◆ Entries from a pointing dataset
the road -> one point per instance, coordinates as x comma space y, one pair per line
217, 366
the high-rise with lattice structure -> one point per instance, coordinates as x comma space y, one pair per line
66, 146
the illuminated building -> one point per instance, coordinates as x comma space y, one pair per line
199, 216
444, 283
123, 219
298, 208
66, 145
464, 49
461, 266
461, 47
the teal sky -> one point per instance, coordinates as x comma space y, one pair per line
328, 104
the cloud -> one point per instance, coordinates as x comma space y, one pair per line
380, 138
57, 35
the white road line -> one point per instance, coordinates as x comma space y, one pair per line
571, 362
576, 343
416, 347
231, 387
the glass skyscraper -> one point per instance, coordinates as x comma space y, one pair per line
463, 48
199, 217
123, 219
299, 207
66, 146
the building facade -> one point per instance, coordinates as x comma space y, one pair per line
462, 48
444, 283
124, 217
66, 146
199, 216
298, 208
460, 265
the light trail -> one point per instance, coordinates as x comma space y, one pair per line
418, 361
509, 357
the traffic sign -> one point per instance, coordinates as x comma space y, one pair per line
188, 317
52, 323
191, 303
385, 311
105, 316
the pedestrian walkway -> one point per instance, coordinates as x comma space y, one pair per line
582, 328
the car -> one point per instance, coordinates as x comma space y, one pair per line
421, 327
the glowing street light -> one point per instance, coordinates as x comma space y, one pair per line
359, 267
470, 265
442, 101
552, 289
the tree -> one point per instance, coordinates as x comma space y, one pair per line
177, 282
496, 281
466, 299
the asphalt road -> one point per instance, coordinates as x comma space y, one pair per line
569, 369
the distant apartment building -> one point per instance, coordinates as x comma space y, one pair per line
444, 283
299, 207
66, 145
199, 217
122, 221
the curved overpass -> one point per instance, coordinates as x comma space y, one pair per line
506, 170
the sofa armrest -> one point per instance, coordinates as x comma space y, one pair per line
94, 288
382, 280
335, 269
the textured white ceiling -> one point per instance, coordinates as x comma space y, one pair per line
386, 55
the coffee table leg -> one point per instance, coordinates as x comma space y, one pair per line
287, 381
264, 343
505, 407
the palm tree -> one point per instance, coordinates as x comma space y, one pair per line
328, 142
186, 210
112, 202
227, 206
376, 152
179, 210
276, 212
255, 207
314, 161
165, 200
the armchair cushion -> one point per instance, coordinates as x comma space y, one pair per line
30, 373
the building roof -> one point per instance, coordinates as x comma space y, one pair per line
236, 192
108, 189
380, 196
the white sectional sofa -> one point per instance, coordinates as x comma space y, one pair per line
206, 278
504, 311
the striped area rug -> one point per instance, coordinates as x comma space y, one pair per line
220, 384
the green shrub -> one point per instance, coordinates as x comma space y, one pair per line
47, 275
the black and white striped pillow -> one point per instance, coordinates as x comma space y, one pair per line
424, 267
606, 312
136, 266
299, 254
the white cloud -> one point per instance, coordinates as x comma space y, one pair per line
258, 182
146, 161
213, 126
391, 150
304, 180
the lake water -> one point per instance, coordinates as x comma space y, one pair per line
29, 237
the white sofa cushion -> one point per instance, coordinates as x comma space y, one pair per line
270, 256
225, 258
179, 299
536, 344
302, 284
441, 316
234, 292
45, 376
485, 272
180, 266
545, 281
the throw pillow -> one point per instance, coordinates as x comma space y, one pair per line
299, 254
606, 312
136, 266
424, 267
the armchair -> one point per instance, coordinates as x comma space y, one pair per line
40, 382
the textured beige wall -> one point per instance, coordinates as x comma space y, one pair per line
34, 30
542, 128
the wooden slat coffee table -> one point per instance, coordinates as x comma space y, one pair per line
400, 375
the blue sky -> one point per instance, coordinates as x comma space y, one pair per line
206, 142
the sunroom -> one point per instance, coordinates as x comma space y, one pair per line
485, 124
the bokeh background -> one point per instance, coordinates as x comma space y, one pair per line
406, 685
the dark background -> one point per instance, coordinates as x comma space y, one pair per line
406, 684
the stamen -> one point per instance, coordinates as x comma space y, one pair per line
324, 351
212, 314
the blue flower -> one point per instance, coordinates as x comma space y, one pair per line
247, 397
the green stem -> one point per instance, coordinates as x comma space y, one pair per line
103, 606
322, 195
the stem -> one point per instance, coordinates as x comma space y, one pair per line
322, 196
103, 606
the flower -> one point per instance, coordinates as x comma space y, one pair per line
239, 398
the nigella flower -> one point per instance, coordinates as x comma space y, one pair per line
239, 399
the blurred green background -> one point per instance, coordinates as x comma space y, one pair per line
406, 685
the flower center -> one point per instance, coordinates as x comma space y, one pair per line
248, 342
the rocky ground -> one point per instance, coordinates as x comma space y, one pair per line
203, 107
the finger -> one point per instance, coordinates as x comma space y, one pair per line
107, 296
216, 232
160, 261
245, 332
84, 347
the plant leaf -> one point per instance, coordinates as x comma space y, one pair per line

◆ Task description
Rewrite the records from the line with "the finger ->" through the end of the records, replacing "plant leaf" with "green leaf" and leaving everything else unchanged.

◆ Expected answer
the finger -> one point per instance, coordinates as x comma space y, one pair per line
107, 296
216, 232
160, 261
245, 332
84, 347
the green leaf -> one point per instance, coordinates as x comma space y, one pair per line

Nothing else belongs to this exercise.